Begin Records for this exercise
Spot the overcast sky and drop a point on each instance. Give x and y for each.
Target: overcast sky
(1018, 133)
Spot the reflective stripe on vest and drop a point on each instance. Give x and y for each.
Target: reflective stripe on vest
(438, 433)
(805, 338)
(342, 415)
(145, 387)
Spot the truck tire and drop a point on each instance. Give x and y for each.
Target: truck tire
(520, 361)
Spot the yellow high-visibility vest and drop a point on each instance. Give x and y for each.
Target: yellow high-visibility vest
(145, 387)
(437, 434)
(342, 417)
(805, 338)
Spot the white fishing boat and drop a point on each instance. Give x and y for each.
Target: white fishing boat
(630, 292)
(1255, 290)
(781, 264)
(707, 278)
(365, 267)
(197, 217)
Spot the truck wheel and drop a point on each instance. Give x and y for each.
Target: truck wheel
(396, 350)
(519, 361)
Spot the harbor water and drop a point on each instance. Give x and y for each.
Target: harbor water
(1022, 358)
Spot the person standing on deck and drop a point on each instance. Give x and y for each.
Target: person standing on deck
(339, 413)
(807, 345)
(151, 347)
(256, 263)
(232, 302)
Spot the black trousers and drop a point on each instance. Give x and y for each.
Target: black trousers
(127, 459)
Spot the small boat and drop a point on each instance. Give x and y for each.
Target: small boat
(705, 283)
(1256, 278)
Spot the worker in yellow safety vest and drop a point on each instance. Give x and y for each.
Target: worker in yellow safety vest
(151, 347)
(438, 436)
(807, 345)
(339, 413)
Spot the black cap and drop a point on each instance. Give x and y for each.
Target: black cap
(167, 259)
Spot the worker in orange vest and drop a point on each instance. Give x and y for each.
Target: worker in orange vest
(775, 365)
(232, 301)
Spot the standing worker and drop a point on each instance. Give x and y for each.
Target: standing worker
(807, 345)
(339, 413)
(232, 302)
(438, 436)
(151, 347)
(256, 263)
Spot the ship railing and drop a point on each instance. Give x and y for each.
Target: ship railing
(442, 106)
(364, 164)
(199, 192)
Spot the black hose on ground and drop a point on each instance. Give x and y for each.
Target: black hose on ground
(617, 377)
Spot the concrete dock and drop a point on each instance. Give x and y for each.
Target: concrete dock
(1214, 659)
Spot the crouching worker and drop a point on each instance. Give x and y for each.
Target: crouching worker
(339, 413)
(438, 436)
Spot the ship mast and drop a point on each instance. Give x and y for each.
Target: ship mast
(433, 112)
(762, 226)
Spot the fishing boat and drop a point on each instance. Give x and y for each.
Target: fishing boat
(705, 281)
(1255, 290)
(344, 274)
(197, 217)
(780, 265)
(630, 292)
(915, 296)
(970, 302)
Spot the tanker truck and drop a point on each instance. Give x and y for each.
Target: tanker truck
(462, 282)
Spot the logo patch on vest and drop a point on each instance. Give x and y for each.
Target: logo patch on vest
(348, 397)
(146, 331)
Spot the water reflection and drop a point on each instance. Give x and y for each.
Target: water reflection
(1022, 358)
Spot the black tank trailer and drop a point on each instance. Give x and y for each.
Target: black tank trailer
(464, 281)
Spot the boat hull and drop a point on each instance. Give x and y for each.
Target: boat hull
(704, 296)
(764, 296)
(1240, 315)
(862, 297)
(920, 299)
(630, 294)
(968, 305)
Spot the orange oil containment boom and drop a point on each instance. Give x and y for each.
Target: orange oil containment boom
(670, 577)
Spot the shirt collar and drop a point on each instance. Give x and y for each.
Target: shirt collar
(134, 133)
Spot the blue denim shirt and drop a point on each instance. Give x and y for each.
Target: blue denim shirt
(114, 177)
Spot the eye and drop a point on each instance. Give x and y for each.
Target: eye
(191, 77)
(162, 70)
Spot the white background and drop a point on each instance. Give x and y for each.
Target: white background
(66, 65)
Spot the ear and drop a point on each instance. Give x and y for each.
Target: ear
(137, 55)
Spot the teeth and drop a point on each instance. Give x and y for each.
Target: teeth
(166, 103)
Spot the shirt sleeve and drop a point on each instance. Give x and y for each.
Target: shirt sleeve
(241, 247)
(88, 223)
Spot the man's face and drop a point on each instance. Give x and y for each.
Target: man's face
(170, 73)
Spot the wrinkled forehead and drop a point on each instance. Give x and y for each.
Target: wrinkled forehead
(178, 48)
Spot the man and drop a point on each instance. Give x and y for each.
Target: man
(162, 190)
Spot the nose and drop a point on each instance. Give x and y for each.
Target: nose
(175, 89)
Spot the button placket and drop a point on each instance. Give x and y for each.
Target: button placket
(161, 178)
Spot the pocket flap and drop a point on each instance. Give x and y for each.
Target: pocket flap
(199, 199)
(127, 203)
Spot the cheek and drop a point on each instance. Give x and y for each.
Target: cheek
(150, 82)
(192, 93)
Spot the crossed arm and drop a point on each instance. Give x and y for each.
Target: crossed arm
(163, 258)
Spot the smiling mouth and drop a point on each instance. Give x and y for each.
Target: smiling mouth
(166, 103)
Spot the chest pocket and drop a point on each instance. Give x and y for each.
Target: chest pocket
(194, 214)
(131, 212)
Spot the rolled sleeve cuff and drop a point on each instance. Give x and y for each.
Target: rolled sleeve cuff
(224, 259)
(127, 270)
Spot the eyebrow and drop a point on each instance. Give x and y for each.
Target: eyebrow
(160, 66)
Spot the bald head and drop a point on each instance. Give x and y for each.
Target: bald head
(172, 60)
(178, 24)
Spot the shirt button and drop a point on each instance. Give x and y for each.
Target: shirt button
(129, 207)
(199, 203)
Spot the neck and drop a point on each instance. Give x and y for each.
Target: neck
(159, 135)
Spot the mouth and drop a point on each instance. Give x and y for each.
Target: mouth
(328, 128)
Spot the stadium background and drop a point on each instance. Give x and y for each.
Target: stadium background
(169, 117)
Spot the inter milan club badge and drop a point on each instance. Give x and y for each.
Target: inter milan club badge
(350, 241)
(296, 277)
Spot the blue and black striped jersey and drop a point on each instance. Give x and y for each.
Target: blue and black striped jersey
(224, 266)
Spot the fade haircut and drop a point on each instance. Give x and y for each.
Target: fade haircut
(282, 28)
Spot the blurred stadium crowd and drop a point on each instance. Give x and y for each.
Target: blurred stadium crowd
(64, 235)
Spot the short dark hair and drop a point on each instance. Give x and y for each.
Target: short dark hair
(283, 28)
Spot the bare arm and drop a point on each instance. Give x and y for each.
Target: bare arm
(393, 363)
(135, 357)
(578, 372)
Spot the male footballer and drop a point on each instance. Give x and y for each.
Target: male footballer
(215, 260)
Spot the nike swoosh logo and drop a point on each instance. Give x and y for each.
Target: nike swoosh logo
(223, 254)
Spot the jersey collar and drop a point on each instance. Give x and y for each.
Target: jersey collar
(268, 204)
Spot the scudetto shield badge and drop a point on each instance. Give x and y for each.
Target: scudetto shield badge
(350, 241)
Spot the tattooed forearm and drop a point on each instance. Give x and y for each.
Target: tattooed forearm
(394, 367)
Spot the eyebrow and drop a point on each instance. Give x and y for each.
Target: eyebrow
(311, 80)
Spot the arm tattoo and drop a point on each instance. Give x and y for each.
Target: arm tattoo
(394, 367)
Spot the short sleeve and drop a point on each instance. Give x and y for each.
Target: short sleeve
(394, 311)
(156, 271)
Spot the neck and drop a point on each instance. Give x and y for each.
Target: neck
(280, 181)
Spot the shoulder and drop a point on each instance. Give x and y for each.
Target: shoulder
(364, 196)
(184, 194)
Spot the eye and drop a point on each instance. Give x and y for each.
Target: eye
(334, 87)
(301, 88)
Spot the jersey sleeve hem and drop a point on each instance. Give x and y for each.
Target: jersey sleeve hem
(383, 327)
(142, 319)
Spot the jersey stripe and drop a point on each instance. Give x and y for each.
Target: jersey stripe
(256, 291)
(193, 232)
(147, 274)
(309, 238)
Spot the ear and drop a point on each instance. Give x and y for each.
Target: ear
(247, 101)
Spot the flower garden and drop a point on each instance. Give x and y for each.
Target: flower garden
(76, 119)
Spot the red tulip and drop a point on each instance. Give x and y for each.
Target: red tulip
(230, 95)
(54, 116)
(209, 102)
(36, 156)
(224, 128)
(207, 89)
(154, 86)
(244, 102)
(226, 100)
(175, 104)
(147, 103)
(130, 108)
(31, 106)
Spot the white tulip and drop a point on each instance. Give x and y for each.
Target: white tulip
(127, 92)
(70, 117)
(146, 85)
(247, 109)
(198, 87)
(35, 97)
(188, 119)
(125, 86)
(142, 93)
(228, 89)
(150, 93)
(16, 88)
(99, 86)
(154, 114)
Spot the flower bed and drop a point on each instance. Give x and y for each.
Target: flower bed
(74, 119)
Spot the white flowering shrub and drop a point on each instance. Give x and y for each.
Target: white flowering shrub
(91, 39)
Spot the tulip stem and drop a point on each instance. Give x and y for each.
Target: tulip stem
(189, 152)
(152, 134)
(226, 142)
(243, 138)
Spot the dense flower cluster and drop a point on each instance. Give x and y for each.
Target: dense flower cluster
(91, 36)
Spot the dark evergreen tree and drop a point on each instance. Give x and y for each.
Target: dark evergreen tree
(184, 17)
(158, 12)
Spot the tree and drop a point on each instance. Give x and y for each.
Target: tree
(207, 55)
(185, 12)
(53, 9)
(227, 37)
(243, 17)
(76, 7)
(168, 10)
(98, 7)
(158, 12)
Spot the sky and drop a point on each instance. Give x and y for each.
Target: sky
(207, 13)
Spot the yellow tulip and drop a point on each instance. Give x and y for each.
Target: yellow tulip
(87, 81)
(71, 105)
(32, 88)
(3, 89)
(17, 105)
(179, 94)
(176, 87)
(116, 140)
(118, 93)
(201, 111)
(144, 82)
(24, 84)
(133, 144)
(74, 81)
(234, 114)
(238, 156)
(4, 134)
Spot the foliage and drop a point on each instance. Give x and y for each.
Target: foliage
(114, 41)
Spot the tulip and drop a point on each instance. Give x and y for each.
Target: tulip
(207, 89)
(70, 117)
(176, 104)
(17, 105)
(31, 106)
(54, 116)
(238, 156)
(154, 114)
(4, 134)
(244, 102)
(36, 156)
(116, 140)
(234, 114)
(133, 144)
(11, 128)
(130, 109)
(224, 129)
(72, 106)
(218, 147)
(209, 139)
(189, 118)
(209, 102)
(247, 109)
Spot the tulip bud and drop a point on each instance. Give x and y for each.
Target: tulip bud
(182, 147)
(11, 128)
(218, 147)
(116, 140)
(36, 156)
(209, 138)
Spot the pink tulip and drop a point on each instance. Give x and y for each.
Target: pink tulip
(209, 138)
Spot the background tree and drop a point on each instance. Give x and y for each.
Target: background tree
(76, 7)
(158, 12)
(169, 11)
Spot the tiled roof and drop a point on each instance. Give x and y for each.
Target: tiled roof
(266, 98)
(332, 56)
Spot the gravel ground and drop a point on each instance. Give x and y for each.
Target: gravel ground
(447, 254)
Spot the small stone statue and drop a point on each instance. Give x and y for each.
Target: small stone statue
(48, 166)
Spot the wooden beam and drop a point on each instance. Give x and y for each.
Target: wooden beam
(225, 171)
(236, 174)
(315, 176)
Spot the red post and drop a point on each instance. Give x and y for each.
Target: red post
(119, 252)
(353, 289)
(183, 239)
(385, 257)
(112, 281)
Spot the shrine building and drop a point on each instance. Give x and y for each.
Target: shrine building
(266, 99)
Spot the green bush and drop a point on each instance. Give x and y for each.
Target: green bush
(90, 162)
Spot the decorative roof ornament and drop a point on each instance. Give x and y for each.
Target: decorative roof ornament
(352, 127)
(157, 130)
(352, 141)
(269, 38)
End Records for this exercise
▸ Instructions for the task: Repeat exactly the lines from the line containing "Spot the red post" through the last line of the records above, including both, and nothing else.

▸ Written answer:
Spot the red post and drop a point on each instance. Give x and y for each.
Target: red post
(119, 252)
(353, 289)
(183, 239)
(385, 257)
(112, 281)
Spot the shrine building and drop a point on each instance. Give x and y for each.
Target: shrine building
(266, 99)
Spot the green bush and drop a point on each instance. Give x and y for each.
Target: green bush
(90, 162)
Spot the decorative roof ornament and drop a point on each instance. Give x and y for each.
Target: decorative roof ornament
(352, 127)
(157, 130)
(352, 141)
(269, 38)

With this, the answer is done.